Document passage:
[Start of section]

- Theatrical release poster
- Directed by: Per Fly
- Written by: Daniel Pyne; Per Fly;
- Based on: Backstabbing for Beginners: My Crash Course in International Diplomacy by Michael Soussan
- Produced by: Lars Knudsen; Nikolaj Vibe Michelsen; Jay Van Hoy; Malene Blenkov;
- Starring: Theo James; Ben Kingsley; Belçim Bilgin; Jacqueline Bisset;
- Cinematography: Brendan Steacy
- Edited by: Morten Giese
- Music by: Todor Kobakov
- Production companies: Creative Alliance; Eyeworks Scandi Fiction; Hoylake Capital; Parts and Labor; Scythia Films; Waterstone Entertainment;
- Distributed by: A24; DirecTV Cinema;
- Release dates: 18 January 2018 (Denmark); 27 April 2018 (United States);
- Running time: 104 minutes
- Countries: Canada; Denmark; United States;
- Language: English
- Budget: $8 million
- Box office: $367,000

= Backstabbing for Beginners =

2018 film by Per Fly

Backstabbing for Beginners is a 2018 political thriller film directed and co-written by Per Fly, and based on the memoirs of Michael Soussan. It follows the real life corruption scandal in the UN Oil-for-Food Programme, and stars Theo James and Ben Kingsley.

==Plot==
The film follows Michael Sullivan, the son of a US State Department diplomat who died when Michael was young. Michael leaves a lucrative job at a large bank and lands his dream job as a diplomat with the United Nations (UN) in the fall of 2002. He is assigned to work as an assistant to Under-Secretary-General Costa "Pasha" Pasaris, the head of the Oil-for-Food Programme, operated since 1995 to help the citizens of Iraq without allowing the oil sales to boost Saddam Hussein and his regime. On his first visit to Baghdad, local UN chief diplomat Christina Dupre makes it clear to Pasha that she is disturbed by the corruption in the programme, and plans to publish a report voicing her concerns. This is the first Michael hears of the problem, and over the course of the film he uncovers a major corruption scandal, whereby payoffs and bribes diverted $20 billion of the funds away from food and into the hands of companies, banks, officials of various governments, and officials of the UN itself, possibly including Pasha, so that Hussein can pocket over $1 billion of the funds.

Michael falls in love with Nashim, a UN worker in Baghdad who reveals aspects of the corruption to Michael, while she covertly works to advance the cause of her own people, the Kurds of northern Iraq. Pasha tries to teach Michael about the realities of diplomacy in a world filled with corruption, highlighting that $60 billion does make it into buying food and medicine for the people of Iraq. As more of the people around him are killed, including Nashim and Dupre, and as the corruption continues even after the programme was de jure terminated in 2003, following the Coalition Invasion of Iraq, a dejected Michael gathers evidence and takes it to The Wall Street Journal.

[End of section]

Data for analysis:
[Start of section]

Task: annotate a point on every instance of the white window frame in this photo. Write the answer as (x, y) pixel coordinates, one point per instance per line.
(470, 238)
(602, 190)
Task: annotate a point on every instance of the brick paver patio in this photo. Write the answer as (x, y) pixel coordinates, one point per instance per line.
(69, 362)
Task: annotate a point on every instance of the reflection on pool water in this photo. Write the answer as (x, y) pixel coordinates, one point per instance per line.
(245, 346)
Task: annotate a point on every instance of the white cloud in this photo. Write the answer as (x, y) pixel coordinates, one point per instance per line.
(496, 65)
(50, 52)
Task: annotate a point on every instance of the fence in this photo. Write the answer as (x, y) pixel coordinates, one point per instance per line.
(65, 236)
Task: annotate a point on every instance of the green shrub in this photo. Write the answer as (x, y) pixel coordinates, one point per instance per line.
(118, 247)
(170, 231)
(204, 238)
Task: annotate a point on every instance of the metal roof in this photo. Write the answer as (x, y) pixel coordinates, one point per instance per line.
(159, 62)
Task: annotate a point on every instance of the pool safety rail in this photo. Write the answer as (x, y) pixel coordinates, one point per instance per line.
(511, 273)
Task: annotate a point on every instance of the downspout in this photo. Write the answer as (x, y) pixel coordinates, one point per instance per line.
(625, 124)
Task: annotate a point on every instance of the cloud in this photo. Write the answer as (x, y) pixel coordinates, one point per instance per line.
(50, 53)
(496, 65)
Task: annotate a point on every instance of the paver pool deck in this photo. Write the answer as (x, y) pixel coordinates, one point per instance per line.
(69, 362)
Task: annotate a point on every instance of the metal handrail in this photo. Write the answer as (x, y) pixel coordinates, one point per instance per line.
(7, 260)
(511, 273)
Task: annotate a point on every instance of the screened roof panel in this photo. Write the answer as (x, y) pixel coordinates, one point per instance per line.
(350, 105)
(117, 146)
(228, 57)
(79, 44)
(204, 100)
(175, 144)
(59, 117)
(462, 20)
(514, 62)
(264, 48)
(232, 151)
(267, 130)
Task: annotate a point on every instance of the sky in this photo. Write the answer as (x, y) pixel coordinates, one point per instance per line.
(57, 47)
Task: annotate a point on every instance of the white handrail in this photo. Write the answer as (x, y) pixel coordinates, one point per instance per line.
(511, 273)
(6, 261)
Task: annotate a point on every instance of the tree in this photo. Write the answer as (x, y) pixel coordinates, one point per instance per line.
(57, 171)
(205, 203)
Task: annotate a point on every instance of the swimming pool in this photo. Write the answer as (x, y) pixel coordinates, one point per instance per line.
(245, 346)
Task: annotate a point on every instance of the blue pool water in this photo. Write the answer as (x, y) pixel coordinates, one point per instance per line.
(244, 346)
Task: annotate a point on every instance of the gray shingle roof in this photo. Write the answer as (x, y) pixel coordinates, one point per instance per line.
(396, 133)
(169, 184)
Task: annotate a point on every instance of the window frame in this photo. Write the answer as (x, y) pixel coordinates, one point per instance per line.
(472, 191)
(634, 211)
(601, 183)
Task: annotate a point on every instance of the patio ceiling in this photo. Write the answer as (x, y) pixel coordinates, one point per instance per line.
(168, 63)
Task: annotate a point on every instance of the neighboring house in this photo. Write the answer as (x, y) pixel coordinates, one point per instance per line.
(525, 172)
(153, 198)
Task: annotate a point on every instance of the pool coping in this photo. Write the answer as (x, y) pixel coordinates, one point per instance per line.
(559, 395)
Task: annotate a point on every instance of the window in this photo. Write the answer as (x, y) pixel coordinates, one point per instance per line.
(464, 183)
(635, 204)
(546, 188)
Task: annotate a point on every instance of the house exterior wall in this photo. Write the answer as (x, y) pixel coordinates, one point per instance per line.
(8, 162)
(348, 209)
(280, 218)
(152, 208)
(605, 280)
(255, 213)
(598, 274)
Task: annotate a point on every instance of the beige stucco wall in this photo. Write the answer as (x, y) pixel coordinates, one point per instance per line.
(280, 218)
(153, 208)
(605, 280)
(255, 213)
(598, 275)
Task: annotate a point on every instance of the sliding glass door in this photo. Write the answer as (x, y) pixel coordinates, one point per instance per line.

[End of section]

Complete the following:
1. Reproduce the part of the Backstabbing for Beginners article from "2018 film by" to "and Ben Kingsley.".
2. Carry the Backstabbing for Beginners article forward from the point where it stops.
These lines come from a source unrelated to the Backstabbing for Beginners article.

Written answers:
1.
2018 film by Per Fly

Backstabbing for Beginners is a 2018 political thriller film directed and co-written by Per Fly, and based on the memoirs of Michael Soussan. It follows the real life corruption scandal in the UN Oil-for-Food Programme, and stars Theo James and Ben Kingsley.

2.
==Cast==

- Theo James as Michael
- Ben Kingsley as Costa Pasaris, a.k.a. Pasha (fashioned after Benon Sevan, the actual head of the United Nations' Oil-for-Food Programme)
- Belçim Bilgin as Nashim
- Jacqueline Bisset as Dupre
- Rossif Sutherland as Trevor
- Rachel Wilson as Lily
- Brian Markinson as Rasnetsov
- Aidan Devine as Cutter
- Daniela Lavender as Ruth Zekar Kal
- Peshang Rad as Hassan
- Kardo Razazi as Abhek

==Production==
The film was a Canada, United States and Denmark co-production. Josh Hutcherson was originally set to star in the movie but dropped out and was replaced by Theo James. Filming started in March 2016 in Marrakesh, Morocco, with other scenes shot in Copenhagen in April 2016. The production budget was $8 million.

==Release==
In June 2017, A24 and DirecTV Cinema acquired U.S. distribution rights to the film. The film was released in Denmark on 18 January 2018. The film was released through DirecTV Cinema on 22 March 2018, before receiving a limited release in the United States on 27 April 2018.

==Reception==
On Rotten Tomatoes, Backstabbing for Beginners got a 41% approval from 22 reviews, and an average rating of 4.7/10. Review aggregator Metacritic gave the film 48 out of 100, based on 8 critics, indicating "mixed or average" reviews.

Frank Scheck called the film "an inert would-be thriller". Jessica Kiang of Variety Magazine criticized the "romantic subplot, complete with heavy-breathing sex scene, and some of the more cloak-and-dagger-y intrigue show", which she saw as "Hollywood-izing a complicated and tragic real-world situation". Michael Rechtshaffen of the Los Angeles Times said that "despite delivering few actual thrills, the fact-based Backstabbing for Beginners qualifies as an intelligent, well-crafted political thriller".